Return, character for character, the lines from the one bearing "Greenhouse-scouting request: tag the gabled" through the end of the material. Omit everything before that line.
** Begin **
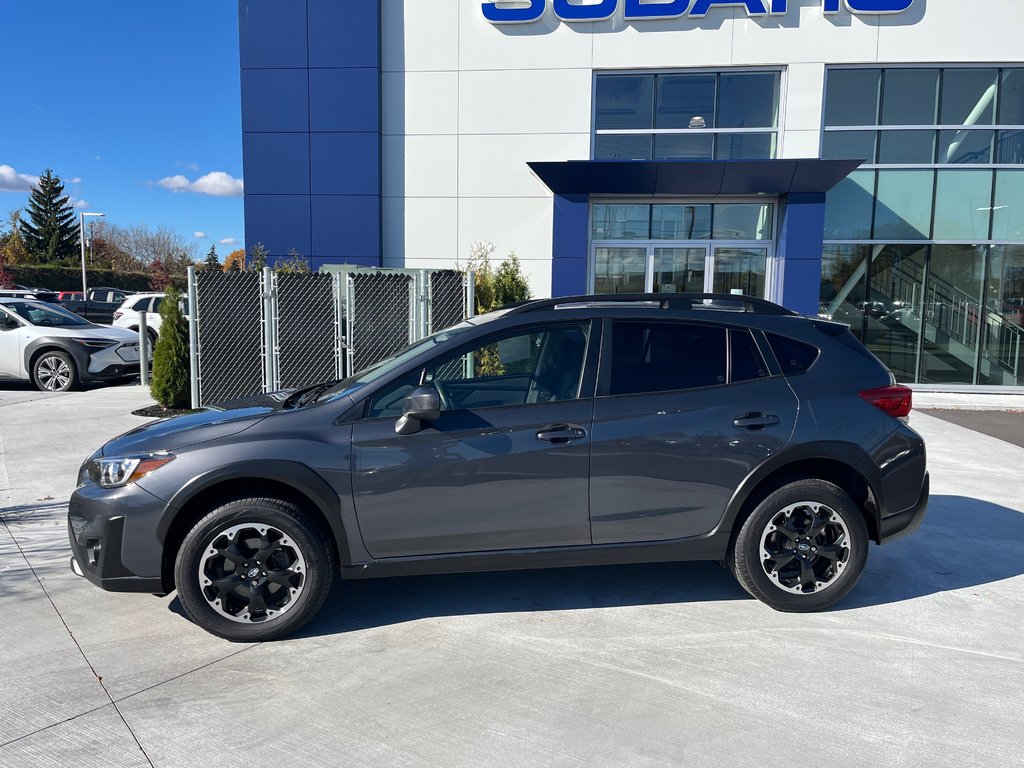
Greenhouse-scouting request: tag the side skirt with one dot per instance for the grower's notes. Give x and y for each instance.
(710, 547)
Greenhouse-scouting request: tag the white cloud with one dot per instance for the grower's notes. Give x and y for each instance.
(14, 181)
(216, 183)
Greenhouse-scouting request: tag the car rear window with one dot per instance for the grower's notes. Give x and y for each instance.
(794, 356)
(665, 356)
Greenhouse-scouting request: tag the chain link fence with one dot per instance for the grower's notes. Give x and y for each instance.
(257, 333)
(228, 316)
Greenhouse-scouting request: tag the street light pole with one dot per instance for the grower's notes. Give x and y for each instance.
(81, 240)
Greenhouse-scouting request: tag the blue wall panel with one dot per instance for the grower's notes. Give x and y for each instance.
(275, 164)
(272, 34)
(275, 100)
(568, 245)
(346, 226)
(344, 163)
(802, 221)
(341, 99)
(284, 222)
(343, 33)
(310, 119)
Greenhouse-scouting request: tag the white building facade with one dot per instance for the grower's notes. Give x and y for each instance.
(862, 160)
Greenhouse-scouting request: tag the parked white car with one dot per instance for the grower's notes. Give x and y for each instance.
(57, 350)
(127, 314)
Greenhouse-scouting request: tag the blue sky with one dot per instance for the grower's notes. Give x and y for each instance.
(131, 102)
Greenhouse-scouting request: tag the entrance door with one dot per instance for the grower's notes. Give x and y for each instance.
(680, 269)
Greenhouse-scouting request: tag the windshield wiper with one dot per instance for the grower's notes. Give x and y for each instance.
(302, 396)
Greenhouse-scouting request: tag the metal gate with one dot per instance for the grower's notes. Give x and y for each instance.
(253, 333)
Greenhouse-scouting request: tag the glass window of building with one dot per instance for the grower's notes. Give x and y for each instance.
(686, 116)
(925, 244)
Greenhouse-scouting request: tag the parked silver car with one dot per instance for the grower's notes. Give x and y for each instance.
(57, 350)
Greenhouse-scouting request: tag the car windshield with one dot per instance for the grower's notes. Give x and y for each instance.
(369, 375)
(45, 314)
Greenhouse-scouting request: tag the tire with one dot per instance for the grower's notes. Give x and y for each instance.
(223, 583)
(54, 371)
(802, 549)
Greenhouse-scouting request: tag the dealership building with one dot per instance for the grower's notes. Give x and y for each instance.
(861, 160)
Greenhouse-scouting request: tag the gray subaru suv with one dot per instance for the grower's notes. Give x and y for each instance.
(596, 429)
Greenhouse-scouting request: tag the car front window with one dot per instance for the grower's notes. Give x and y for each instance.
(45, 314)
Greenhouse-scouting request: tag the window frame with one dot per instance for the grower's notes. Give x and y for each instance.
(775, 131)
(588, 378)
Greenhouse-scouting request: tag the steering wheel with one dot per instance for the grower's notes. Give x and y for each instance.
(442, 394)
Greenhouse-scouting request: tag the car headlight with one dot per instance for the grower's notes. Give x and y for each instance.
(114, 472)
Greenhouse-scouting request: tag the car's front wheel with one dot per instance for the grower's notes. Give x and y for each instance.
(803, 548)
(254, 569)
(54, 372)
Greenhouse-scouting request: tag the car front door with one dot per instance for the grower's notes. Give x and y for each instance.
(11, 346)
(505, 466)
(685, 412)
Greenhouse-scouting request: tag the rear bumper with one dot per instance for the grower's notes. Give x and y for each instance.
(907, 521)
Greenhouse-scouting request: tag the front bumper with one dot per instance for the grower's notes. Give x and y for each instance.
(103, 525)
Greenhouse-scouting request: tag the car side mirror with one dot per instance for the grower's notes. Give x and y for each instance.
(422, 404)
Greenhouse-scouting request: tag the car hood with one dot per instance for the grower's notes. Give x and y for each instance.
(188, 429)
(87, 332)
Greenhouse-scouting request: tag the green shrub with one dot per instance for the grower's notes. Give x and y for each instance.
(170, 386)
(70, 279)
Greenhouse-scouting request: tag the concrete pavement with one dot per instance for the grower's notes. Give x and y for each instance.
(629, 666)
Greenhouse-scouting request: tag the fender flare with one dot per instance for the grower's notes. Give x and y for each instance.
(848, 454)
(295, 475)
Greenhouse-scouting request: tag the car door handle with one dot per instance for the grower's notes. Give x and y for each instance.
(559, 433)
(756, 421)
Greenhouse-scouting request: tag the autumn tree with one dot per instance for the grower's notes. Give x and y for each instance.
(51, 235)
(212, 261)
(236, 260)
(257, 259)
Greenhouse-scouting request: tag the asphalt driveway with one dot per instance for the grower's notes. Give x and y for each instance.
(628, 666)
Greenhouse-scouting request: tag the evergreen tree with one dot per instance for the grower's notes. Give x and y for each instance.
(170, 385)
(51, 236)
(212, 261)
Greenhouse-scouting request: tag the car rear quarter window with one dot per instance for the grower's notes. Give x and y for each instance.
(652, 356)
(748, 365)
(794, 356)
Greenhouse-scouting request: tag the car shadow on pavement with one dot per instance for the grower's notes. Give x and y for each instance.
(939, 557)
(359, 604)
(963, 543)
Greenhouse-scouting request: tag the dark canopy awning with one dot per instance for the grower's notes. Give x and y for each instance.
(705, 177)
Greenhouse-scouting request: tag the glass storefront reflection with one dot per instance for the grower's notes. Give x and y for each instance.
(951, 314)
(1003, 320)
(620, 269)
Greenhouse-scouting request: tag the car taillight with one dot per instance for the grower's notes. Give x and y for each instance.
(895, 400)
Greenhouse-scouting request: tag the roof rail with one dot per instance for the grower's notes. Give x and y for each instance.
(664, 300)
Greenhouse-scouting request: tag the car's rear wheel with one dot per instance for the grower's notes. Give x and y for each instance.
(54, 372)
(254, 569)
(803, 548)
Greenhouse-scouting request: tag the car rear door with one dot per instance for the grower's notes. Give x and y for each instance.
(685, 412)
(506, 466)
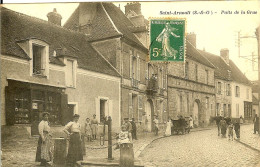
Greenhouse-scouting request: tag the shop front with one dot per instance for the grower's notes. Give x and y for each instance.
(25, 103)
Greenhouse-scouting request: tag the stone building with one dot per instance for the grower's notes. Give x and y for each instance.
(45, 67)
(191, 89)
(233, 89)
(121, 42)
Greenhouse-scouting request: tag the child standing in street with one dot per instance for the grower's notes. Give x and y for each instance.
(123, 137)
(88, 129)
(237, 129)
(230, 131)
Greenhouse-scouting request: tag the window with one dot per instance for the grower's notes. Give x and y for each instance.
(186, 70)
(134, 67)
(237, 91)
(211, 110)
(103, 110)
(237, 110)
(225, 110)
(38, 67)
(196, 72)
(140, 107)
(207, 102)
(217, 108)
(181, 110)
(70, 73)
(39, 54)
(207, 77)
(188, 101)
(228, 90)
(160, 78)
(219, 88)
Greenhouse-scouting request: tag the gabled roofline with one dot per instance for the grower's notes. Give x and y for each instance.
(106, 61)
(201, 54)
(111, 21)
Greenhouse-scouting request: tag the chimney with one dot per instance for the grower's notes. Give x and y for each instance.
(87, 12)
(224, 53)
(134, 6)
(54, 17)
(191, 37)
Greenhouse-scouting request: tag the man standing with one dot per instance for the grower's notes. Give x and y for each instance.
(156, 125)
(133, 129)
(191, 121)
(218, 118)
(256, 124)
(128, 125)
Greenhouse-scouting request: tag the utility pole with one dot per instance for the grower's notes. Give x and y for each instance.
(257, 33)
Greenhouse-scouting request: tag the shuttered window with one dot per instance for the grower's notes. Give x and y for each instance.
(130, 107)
** End **
* **Task output**:
Greenhouse-scouting request: tag the gabled roofline with one dot per instance for the grower's notes. Give x and y for each instance.
(106, 61)
(201, 54)
(111, 21)
Greenhouse-scouting request: tag the chimney with one dot per instance for the grower's notes. Give x and y for each instance.
(87, 12)
(224, 53)
(134, 6)
(54, 17)
(191, 37)
Greenhouse-scouting request: tag the man standing with one dot per instance for the grower's notes. Give x and y for each instance.
(156, 125)
(133, 129)
(191, 121)
(218, 118)
(256, 124)
(128, 125)
Greenhouse-scouting request: tag the utility pole with one dot per instance for the grower's notes. Give x and y for each instance.
(257, 33)
Greenhouse-scouting request: tag the shuttered window with one dot per instance for the grower's notes. Give x and y for each instance.
(130, 107)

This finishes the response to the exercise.